▶ _Texte source_
Mais que ma faiblesse est encore grande.

Benj[amin][5] est venu nous donner des nouvelles de Ladis. Il est à toute extrémité. Il est arrivé à la clinique alors qu'on lui administrait l'extrême-onction. Il était indigné de cette comédie.

9 fév[rier[1954]

Décès du cher Ladis.

10 fév[rier 1954]

Elisabeth[6] entre aujourd'hui dans la maison de santé pour être opérée de l'appendicite.

11 fév[rier 1954]

C'était aujourd'hui les obsèques de Ladis. Lily[7] souffrante et moi-même n'avons pu y être. Quel malheur double. Sa mort et mon chagrin gâché par ces dernières années sans franchise.

12 fév[rier 1954]

Docteur W[eil] m'autorise à reprendre le travail la semaine prochaine. J'ai peine à imaginer que Ladis n'est plus de ce monde. C'était une étonnante personnalité. Quel malheur que je ne puisse pas me souvenir que de ce qu'il était il y a dix ans. Mais déjà, il était changé.

Je travaille au papier pour la radio.

13 février [1954]

Première sortie. On a fait le tour des blocs des maisons. Grande faiblesse encore des jambes.

15 fév[rier 1954]

Allé à l'atelier. Je suis très préoccupé de ce monument[8]. L'esquisse, la grande, est insuffisante. Au fond, avec les Fantômes, avec l'esquisse le Tombeau du soldat[9], avec le monument d'Alger (le Pavois), j'ai exprimé ce qui était en moi. Avec celui-ci je voulais que ce soit "L'heure H". Jusqu'à présent, c'est raté, pour moi. Que les autres trouvent que c'est bien, ça m'est égal. Je sais qu'il y a beaucoup mieux à faire.

17 fév[rier 1954]

La critique essentielle du mon[umen]t du Trocadéro[10] est qu'en l'analysant, c'est une banalité. C'est l'éternelle figure centrale dominant, encadrée à droite et à gauche soit par une, deux ou trois figures, peu importe. Le schéma est banal. L'erreur première est dans cette figure centrale dominante.

18 fév[rier 1954]

M. Ricard, le fondateur des Pastis Ricard, répond à ma lettre lui donnant le prix pour une fonte du "Nocturne"[11], en me proposant de faire une fonte de fer bronzifiée au pistolet!!!

La conférence de Berlin est close! Le renouvellement de l'histoire du Palais Rose. On a décidé seulement d'une autre conférence qui se tiendra à Genève mais qui sera consacrée à l'est asiatique (Corée et Indochine). Ça sera une blague du même genre.

Le gouvernement égyptien nouveau nous indemnise tout de même pour l'interruption du travail interrompu. Je verse à Neuflize-Schlumberger 3 692 500 F. C'est heureux, car la Porte de la science[12] et les incorrections de Susse nous ont mis dans le pétrin.

Eté chez Bruneau pour une prise de sang et analyse.

19 février [1954]

Quelle pauvreté que le communiqué final de la conférence de Berlin! Jamais la situation actuelle ne changera tant qu'un événement grave ne se passera pas. Et pour cet événement, il n'y a que deux alternatives : l'effondrement du totalitarisme russe ou la guerre. Sans la bombe atomique, ce serait déjà la guerre. Et l'effondrement du totalitarisme russe n'est pas proche.

▶ _Les consignes_
1. Répondez à ces questions sur le journal de février 1954 :
(a) Qui vient donner des nouvelles de Ladis ?
(b) Pour quelle opération Elisabeth entre-t-elle à la maison de santé ?
(c) Quelle somme est versée à Neuflize-Schlumberger ?
2. Dans le journal de février 1954, quelles œuvres sont citées, à la date du 15 février, comme celles où a été exprimé « ce qui était en moi » ? Donnez-les toutes.
3. Écrivez la suite du journal de février 1954 après sa dernière phrase.

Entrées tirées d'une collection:

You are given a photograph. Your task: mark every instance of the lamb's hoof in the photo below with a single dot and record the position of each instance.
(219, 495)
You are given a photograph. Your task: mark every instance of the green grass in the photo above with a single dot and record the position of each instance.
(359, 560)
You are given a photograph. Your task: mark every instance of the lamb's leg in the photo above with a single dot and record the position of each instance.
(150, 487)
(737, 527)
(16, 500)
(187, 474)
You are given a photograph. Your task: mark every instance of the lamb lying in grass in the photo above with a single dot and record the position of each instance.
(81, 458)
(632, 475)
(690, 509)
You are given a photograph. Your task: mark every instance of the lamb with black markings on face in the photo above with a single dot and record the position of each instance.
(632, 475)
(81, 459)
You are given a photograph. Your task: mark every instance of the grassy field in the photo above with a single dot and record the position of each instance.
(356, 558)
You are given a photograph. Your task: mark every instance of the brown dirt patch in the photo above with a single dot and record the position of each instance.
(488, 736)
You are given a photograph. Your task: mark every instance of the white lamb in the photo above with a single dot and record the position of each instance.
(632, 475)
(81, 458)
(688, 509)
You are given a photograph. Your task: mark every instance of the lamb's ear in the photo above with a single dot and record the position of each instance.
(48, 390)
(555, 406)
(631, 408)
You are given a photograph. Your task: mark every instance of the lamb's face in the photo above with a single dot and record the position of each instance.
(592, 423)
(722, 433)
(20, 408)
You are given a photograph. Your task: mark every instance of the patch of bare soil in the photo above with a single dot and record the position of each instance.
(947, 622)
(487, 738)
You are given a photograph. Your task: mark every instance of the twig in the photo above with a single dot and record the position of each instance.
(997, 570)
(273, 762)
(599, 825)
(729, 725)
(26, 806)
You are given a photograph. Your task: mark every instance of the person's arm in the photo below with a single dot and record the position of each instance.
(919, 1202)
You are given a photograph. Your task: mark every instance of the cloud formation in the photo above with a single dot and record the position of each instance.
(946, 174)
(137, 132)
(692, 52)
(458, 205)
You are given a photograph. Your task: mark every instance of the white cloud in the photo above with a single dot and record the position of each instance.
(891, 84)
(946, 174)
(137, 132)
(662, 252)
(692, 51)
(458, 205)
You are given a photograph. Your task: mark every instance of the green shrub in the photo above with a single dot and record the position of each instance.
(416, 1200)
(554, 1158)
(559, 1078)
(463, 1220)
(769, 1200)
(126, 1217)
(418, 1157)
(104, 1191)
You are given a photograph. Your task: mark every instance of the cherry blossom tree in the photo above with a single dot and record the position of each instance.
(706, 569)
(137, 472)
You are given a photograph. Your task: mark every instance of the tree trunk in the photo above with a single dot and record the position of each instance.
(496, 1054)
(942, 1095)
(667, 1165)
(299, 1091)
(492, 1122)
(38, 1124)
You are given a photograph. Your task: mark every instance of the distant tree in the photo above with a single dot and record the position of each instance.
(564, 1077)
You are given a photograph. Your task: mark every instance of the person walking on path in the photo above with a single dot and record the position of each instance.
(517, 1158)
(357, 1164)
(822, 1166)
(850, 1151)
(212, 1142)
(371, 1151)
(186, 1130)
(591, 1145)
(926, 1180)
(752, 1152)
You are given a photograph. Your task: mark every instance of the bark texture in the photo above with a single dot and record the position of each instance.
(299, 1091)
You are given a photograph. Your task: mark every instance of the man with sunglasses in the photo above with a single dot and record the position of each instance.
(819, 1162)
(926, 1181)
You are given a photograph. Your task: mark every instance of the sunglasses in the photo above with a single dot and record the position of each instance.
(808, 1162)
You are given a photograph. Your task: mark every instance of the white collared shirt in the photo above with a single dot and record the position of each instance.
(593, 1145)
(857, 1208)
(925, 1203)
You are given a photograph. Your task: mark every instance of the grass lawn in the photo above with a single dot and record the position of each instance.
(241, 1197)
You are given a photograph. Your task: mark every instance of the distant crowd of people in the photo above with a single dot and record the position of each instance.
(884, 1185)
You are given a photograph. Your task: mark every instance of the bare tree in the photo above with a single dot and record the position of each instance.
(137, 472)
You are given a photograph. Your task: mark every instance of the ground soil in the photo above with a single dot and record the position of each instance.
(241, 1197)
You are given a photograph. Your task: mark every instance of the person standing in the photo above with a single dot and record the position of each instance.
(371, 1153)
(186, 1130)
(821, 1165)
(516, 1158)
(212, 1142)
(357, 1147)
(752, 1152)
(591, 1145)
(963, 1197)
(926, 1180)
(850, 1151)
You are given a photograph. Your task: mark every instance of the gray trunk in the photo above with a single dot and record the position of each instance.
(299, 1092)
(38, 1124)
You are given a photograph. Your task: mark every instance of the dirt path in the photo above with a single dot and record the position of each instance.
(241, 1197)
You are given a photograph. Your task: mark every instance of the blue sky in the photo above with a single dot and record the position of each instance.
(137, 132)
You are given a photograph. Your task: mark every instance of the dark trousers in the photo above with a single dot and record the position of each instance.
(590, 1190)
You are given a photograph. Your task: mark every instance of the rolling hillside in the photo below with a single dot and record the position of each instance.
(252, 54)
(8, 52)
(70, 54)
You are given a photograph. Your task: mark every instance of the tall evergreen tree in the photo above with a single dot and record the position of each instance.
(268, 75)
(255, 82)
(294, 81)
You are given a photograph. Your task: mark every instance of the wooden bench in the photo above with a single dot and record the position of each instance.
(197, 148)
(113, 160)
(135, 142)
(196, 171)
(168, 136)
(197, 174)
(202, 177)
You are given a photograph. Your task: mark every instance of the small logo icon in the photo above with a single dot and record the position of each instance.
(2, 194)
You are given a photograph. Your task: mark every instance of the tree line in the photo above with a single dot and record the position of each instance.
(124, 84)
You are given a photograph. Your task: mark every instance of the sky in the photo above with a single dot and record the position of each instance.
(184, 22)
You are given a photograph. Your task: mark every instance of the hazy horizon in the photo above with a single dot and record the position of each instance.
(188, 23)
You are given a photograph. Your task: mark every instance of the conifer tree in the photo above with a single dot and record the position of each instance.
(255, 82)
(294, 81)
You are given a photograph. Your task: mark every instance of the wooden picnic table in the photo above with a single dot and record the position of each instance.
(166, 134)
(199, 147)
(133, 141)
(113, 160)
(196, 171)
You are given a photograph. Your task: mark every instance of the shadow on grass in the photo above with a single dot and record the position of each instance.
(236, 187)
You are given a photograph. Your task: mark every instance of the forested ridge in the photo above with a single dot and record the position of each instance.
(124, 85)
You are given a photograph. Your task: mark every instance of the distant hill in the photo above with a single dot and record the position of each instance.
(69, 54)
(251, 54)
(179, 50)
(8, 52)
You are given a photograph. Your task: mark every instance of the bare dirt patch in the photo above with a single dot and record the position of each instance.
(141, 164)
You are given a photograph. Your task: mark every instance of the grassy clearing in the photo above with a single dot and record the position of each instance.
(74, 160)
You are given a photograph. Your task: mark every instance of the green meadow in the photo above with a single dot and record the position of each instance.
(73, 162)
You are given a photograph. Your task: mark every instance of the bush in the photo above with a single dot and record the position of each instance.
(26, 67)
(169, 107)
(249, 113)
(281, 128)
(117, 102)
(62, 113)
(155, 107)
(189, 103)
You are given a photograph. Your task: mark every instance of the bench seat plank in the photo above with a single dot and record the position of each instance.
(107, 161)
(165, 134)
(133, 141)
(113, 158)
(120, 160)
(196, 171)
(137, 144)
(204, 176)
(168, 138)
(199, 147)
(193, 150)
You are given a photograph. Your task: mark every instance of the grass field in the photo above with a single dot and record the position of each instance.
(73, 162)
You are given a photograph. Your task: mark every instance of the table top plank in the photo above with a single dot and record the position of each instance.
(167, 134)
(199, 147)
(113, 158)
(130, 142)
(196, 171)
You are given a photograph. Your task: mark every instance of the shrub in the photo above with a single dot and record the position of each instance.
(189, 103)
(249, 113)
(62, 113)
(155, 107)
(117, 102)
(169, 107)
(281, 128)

▶ _Liste des réponses_
1.
(a) Benjamin.
(b) Une opération de l'appendicite.
(c) 3 692 500 F.

2. Les Fantômes ; l'esquisse le Tombeau du soldat ; le monument d'Alger (le Pavois).

3.
22 février [1954]

Visite Derudder. Il me donne une avancée de 1 m 80. C'est le minimum nécessaire et qui sera suffisant. Je suis hanté par une arrière-pensée et un regret. C'est de n'avoir pas cherché ma composition en mettant tous les personnages de profil. C'est trop tard.

23 février [1954]

Passé à la maison Duresne qui fait de la fonte de fer bronzifié…! Deux procédés : L'un consiste à mettre au pinceau une excessivement mince couche de bronze. Mais Duresne lui-même dit que dans l'eau, sur l'eau, ça ne résisterait pas à la rouille.

Lu un des meilleurs Vicki Baum, Pivoine, ouvrage extraordinairement instructif pour connaître la mentalité juive profonde et l'attachement de ce peuple à ses rites séculaires. C'est l'histoire d'une famille juive installée en Chine. La Chine, heureusement incroyante dans cet ordre de pensée, regarde agir les juifs avec stupéfaction et une sorte de respect pour ces rites auxquels elle ne comprend rien.

24 février [1954]

Téléphone de Dr Gardinier. Il a eu, comme moi, une pneumonie. Je ne lui dis pas que j'ai été gravement malade.

Je suis ennuyé d'être embringué dans cette maquette acceptée. J'aurai du prendre un parti de profil. En ce moment, c'est banal.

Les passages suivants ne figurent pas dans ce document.